--- Text block ---
The Americans with Disabilities Act (“ADA”) is a federal law that protects “disabled” workers from employment discrimination. In order to state a discrimination claim under the ADA, a claimant must first establish that he or she is “disabled” within the meaning of the Act.

So what constitutes a covered ADA disability? The answer to that question has changed drastically within the last several years.

In 2008, Congress passed the ADA Amendments Act (“ADAAA”) to broaden the statutory definition of “disability.” Congress did so in response to a series of Supreme Court decisions which had severely restricted the definition of “disability,” making it difficult for claimants to establish coverage under the Act. One of those decisions was Toyota Motor Manufacturing, Kentucky, Inc. v. Williams. In Toyota, the Supreme Court held that a “temporary impairment” could not qualify as a disability under the ADA. In other words, if an employee was only temporarily sick or injured, he was not “disabled” within the meaning of the Act.
--- Supplied information ---
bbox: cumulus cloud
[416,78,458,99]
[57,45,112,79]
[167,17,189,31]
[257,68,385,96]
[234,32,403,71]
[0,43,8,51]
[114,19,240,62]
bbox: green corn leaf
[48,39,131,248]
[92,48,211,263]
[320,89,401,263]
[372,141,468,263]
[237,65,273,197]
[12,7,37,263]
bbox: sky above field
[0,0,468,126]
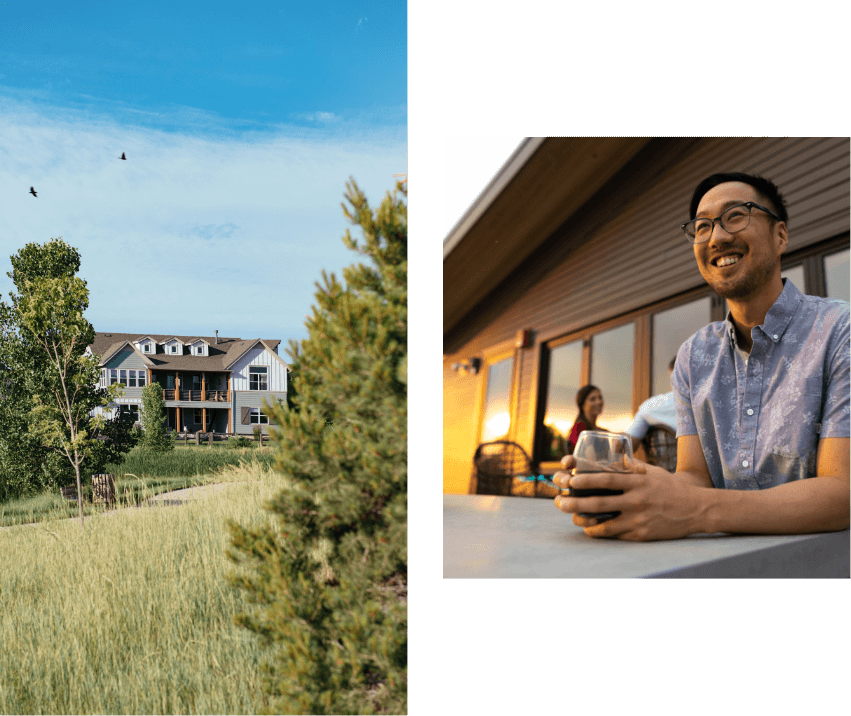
---
_Work item 1_
Replace "employment discrimination" with "workplace discrimination" in the passage on the ADA, then give the part that opens with the words containing "The Americans with" and closes with "last several years.".
_Work item 2_
According to the passage on the ADA, what did the Supreme Court hold in Toyota about a "temporary impairment"?
_Work item 3_
Write what comes next in the passage on the ADA, picking up after its final sentence.

_Response 1_
The Americans with Disabilities Act (“ADA”) is a federal law that protects “disabled” workers from workplace discrimination. In order to state a discrimination claim under the ADA, a claimant must first establish that he or she is “disabled” within the meaning of the Act.

So what constitutes a covered ADA disability? The answer to that question has changed drastically within the last several years.

_Response 2_
It held that a temporary impairment could not qualify as a disability under the ADA.

_Response 3_
Until recently, no appellate court had revisited the Supreme Court’s holding in Toyotain light of the 2008 ADA amendments.But earlier this month, inSummers v. Altarum Institute Corp., the Fourth Circuit did, holding that “a sufficiently severe temporary impairment may constitute [an ADA] disability.”

In Summers, the plaintiff suffered a fall which seriously injured both of his legs. He required multiple surgeries, bed rest, pain medication, and physical therapy. He alleged that without these treatments, he “would ‘likely’ not have been able to walk for more than a year after the accident.”

His employer fired him due to his inability work about a month after the accident. He sued for wrongful termination under the ADA. The trial court dismissed his ADA claim, holding that a “‘temporary condition, even up to a year, does not fall within the purview of the Act’ and so ‘the defendant’s not disabled.’”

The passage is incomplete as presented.